Stored records
—————

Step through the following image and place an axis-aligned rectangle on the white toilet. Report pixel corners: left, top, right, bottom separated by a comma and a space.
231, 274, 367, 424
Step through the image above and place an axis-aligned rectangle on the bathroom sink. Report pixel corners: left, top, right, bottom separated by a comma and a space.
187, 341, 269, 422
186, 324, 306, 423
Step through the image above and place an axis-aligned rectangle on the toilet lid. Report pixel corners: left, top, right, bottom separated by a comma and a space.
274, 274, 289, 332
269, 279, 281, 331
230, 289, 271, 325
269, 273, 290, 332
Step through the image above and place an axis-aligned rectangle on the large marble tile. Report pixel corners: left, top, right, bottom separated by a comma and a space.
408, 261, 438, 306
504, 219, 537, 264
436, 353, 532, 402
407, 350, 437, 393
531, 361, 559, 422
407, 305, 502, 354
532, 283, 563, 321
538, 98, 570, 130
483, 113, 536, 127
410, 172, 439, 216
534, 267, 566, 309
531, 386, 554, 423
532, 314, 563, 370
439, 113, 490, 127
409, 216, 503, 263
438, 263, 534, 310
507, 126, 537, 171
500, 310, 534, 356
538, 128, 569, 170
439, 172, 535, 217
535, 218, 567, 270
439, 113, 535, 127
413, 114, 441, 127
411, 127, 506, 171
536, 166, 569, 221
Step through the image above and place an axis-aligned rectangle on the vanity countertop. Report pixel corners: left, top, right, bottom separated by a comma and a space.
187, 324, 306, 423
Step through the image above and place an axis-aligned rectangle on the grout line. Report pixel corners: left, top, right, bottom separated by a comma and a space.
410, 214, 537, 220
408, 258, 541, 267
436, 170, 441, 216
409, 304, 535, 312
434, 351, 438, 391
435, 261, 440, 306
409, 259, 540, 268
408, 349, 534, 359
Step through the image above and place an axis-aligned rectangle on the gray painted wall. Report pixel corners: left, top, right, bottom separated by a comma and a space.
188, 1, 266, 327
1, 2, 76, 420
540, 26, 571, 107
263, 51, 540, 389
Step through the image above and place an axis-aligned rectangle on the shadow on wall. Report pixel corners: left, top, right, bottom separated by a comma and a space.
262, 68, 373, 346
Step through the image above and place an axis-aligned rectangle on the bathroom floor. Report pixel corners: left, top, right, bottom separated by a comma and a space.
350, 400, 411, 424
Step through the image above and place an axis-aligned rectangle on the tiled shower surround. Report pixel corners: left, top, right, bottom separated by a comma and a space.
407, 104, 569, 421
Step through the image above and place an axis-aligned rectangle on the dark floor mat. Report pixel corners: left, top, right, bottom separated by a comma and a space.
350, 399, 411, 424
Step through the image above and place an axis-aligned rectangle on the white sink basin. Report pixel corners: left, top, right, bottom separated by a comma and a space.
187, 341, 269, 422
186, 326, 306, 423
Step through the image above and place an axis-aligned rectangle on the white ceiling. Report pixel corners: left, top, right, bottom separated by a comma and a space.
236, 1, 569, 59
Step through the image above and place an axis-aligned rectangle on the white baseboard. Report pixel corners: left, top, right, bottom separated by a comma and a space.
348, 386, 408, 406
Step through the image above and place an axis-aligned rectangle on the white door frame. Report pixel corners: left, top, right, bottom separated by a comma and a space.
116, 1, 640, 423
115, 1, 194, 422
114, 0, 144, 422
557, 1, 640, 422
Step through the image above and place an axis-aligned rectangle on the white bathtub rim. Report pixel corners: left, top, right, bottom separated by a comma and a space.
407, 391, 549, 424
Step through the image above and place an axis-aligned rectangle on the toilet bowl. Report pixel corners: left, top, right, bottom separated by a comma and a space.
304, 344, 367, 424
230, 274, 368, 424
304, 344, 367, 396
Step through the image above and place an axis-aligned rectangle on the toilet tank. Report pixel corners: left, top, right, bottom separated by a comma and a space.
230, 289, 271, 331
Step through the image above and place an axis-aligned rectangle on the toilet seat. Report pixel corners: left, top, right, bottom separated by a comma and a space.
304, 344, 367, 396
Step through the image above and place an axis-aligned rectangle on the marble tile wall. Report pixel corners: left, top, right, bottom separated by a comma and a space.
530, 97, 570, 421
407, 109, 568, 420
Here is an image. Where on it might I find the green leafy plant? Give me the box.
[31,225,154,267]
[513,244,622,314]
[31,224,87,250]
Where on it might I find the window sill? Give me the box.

—————

**Description of the task**
Write each line of the data above out again without altering a word.

**Task solution**
Step through the following image and place an axis-aligned rectangle on the white toilet. Report pixel corners: left, top, right, bottom separated by a comma and a space.
231, 274, 367, 424
Step through the image above and place an axis-aligned rectangle on the bathroom sink. Report pixel corners: left, top, right, bottom separated by a comma and a space.
187, 341, 269, 422
186, 324, 306, 423
Step through the image above and place an axis-aligned rectangle on the toilet lid. Report pixel corners: left, top, right, bottom separated by a comma and a space.
274, 274, 289, 332
269, 279, 281, 331
230, 289, 271, 325
269, 273, 290, 332
Step through the image above and place an axis-aligned rectangle on the large marble tile. Report pixel corners: left, top, right, bottom separated by a comma and a space.
408, 261, 438, 306
504, 219, 537, 264
436, 353, 532, 402
407, 350, 437, 393
531, 361, 559, 422
407, 305, 502, 354
532, 283, 563, 321
538, 98, 570, 130
483, 113, 536, 127
410, 172, 439, 216
534, 267, 566, 309
531, 386, 554, 423
532, 314, 563, 370
439, 113, 490, 127
409, 216, 503, 263
438, 263, 534, 310
507, 126, 537, 171
500, 310, 534, 356
538, 128, 569, 170
439, 172, 535, 217
535, 218, 567, 270
439, 113, 535, 127
413, 114, 441, 127
411, 127, 506, 171
536, 166, 569, 221
Step through the image above and place an axis-aligned rectangle on the vanity countertop. Report pixel corners: left, top, right, bottom separated by a comma and a space.
187, 324, 306, 423
Step through the image above and place an axis-aligned rectangle on the grout line. Report pixel corners: left, top, right, bottom separated by a comma and a space.
410, 214, 537, 220
408, 258, 541, 267
436, 170, 441, 216
409, 304, 535, 312
434, 351, 438, 391
435, 261, 440, 306
409, 259, 540, 268
408, 349, 534, 359
Step through the image above and place an axis-aligned rectangle on the gray painted wall. Report pixel corners: left, top, right, bottom separated by a comma and a space.
188, 1, 266, 327
1, 2, 76, 420
540, 26, 571, 107
263, 51, 540, 389
Step through the image above and place an axis-aligned rectangle on the shadow on wall. Report pixel corners: left, top, right, bottom separated by a comma and a space.
262, 68, 373, 346
Step through the image above and place an axis-aligned rectangle on the bathroom floor. Report pixel corners: left, top, right, bottom separated by a comma and a space.
350, 400, 411, 424
Step through the image above and place an axis-aligned rectangle on the tiled shower surround. Report pixel corners: left, top, right, bottom separated by a comma and a space.
407, 104, 569, 421
Step through the image above and place an axis-aligned rectangle on the dark floor mat. Report pixel corners: left, top, right, bottom separated by a comma and a space.
350, 399, 411, 424
Step through the image above and place an axis-aligned rectangle on the white sink basin. Report pixel corners: left, top, right, bottom separated by a comma and a space.
187, 341, 269, 422
186, 326, 306, 423
Step through the image above and place an axis-aligned rectangle on the white ceiling. Report pixel corners: left, top, right, bottom separated by a comma and a space.
236, 1, 569, 59
Step through the image above and place an axis-aligned rectangle on the white baseboard. Report pixel corners: left, top, right, bottom separated by a comma and a space.
348, 386, 408, 406
Step through the image above and place an axis-aligned rectangle on the white door frame. Report pixel corners: left, top, right, bottom separated by a comma and a space.
116, 1, 640, 423
115, 1, 194, 422
114, 0, 144, 422
557, 1, 640, 422
Step through the image above and place an axis-aligned rectangle on the white bathtub rim. Report pixel corners: left, top, right, bottom separated by a comma and a space.
407, 391, 549, 424
Step through the image above and place an axis-aligned rectangle on the toilet bowl. Report pixel corners: left, top, right, bottom separated by a comma and a space.
304, 344, 367, 424
230, 274, 368, 424
304, 344, 367, 396
Step through the image above and place an axis-aligned rectangle on the toilet tank. Report pixel corners: left, top, right, bottom separated by a comma and a space.
230, 289, 271, 331
Step through the image above and place an axis-aligned rectangle on the toilet seat. Report pixel corners: left, top, right, bottom separated by a comma and a space.
304, 344, 367, 396
Step through the image above and place an axis-aligned rectangle on the marble tile wall. Report pixel corners: left, top, right, bottom separated by a comma and a space.
530, 97, 570, 421
407, 109, 568, 420
Here is an image. Where on it might I find the green leafy plant? Give me the box.
[31,225,154,267]
[513,244,622,314]
[31,224,87,250]
Where on it might I find the window sill? Give me the box.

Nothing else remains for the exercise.